■ **Your objective**
Rewrite the part of the rows that opens with the line containing "blue sky in the photo above." and closes with the line containing "173], [326, 121]]", changing "dry grass" to "withered grass" and leaving everything else intact. Output only those lines.

>> Begin Dataset extract

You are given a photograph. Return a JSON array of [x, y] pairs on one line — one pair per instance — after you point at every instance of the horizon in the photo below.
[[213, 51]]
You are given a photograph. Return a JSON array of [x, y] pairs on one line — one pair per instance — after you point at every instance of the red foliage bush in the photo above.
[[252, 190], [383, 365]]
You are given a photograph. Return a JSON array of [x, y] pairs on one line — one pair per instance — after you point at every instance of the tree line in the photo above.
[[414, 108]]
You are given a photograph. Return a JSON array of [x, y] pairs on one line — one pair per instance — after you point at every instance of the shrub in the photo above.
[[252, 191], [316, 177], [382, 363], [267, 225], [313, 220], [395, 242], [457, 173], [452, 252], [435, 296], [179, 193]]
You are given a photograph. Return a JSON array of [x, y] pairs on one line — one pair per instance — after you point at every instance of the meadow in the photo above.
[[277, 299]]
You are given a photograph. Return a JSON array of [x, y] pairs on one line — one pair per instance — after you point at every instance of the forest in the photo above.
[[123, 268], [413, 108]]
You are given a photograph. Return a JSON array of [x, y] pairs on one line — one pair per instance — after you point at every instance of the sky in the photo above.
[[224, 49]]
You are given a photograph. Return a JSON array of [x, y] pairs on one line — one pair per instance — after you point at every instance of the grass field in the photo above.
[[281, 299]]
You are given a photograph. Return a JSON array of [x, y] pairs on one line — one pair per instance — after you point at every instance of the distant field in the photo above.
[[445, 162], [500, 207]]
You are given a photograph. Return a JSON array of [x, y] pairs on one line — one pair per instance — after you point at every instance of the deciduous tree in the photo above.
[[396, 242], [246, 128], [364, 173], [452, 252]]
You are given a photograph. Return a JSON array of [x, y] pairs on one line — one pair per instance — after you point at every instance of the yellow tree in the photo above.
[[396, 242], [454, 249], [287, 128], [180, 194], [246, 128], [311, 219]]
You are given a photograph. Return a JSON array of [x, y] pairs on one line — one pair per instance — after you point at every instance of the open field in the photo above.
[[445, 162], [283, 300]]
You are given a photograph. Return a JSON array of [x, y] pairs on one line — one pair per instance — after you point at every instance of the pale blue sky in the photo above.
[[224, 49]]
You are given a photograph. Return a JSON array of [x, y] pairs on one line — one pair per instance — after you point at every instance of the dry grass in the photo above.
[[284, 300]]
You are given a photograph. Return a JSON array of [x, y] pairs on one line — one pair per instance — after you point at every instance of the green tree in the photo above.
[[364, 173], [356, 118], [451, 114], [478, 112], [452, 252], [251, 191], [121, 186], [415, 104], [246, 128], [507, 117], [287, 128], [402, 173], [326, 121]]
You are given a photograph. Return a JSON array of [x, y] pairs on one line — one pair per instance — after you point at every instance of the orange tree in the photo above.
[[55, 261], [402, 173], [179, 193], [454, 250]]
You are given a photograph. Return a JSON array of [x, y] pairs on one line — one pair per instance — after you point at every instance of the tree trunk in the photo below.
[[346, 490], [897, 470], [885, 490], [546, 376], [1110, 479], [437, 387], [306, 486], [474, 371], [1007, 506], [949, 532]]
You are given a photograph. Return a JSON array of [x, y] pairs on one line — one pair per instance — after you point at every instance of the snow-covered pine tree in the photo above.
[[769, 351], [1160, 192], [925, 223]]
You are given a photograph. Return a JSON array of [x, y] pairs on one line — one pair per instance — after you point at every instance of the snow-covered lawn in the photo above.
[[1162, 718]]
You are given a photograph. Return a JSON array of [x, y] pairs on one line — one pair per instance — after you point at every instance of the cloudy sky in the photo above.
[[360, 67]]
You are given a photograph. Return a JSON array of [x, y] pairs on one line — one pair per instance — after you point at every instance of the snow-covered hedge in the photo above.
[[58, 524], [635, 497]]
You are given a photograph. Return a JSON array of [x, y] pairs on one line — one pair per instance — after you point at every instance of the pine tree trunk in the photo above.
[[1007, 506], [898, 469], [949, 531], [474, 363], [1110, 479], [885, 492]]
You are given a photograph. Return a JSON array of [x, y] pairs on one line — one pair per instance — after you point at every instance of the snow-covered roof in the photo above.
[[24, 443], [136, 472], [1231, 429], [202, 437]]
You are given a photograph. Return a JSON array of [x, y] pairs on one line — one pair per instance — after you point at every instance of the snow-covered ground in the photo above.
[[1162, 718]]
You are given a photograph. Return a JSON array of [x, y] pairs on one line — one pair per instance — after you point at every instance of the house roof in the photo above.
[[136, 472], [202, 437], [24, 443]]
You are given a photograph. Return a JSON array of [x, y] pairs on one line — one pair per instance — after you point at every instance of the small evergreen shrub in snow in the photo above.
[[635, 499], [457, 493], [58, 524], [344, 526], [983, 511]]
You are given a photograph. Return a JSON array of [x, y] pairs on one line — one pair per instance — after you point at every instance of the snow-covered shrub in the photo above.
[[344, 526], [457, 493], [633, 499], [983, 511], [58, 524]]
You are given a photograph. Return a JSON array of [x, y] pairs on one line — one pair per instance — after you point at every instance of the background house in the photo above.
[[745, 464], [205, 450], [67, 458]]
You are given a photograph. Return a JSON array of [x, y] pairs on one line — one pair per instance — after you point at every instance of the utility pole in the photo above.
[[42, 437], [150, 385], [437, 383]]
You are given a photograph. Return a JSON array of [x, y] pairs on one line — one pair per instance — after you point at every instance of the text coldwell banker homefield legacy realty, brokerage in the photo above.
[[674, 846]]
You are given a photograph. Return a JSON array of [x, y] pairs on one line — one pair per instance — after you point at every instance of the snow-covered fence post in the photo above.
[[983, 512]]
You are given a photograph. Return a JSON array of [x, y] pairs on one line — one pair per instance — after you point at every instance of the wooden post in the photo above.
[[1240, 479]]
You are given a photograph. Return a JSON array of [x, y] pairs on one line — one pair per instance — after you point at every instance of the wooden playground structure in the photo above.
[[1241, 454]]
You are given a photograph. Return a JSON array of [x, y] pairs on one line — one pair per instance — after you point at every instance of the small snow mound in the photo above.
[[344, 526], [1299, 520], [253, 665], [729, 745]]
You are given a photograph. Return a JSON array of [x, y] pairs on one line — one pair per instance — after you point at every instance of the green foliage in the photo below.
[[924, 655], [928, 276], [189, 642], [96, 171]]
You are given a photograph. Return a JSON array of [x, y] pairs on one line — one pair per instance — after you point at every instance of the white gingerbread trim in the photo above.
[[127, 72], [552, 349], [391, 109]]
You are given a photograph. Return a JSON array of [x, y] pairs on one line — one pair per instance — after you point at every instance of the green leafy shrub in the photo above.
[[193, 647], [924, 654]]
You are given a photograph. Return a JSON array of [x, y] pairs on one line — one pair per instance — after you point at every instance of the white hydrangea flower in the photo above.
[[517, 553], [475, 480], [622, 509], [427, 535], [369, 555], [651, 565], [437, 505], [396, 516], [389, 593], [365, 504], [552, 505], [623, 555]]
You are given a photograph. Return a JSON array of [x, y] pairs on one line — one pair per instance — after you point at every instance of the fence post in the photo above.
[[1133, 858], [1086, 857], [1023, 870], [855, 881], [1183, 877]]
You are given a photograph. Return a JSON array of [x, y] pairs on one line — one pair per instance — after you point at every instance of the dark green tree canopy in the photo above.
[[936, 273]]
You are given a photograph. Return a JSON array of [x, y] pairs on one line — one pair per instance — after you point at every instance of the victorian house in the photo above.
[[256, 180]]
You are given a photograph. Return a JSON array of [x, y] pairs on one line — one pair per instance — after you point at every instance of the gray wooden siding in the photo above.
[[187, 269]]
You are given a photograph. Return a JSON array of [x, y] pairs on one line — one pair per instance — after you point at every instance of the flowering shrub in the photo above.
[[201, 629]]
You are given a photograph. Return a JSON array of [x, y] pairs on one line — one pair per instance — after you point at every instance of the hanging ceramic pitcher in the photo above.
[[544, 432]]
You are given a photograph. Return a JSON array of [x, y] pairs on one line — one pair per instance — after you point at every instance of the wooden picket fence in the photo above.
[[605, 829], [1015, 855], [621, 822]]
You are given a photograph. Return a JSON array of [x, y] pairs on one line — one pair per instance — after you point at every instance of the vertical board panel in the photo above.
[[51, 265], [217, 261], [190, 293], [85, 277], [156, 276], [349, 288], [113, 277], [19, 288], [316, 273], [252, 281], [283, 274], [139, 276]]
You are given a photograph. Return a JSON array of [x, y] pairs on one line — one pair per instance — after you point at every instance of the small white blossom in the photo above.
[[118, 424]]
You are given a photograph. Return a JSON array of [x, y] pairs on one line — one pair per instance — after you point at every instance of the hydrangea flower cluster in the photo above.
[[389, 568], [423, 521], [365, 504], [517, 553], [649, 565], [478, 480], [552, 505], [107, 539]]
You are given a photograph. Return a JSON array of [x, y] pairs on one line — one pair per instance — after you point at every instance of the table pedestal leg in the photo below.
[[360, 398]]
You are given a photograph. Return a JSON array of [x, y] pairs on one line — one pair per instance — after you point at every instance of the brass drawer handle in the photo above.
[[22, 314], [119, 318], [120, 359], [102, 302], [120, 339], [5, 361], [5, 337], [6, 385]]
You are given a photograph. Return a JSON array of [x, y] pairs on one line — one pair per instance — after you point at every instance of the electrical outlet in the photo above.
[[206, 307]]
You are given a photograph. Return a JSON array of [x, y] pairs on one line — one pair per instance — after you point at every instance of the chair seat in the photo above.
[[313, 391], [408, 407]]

>> End Dataset extract

■ **Exercise solution**
You are given a photograph. Return a JSON array of [x, y] pairs on one line — one pair per instance — after you point at every instance of the pale blue sky in the photo above.
[[224, 49]]
You are given a photograph. Return a JSON array of [x, y] pairs on one line — one pair per instance — after you point at every instance of the withered grass in the photo above.
[[284, 300]]
You are given a photograph. Return a JSON array of [x, y] pairs on one line — one pair per instance — after you point at every instance of the green tree in the photo above.
[[364, 173], [356, 118], [451, 114], [478, 112], [452, 252], [251, 191], [121, 186], [415, 104], [246, 128], [507, 117], [287, 128], [402, 173], [326, 121]]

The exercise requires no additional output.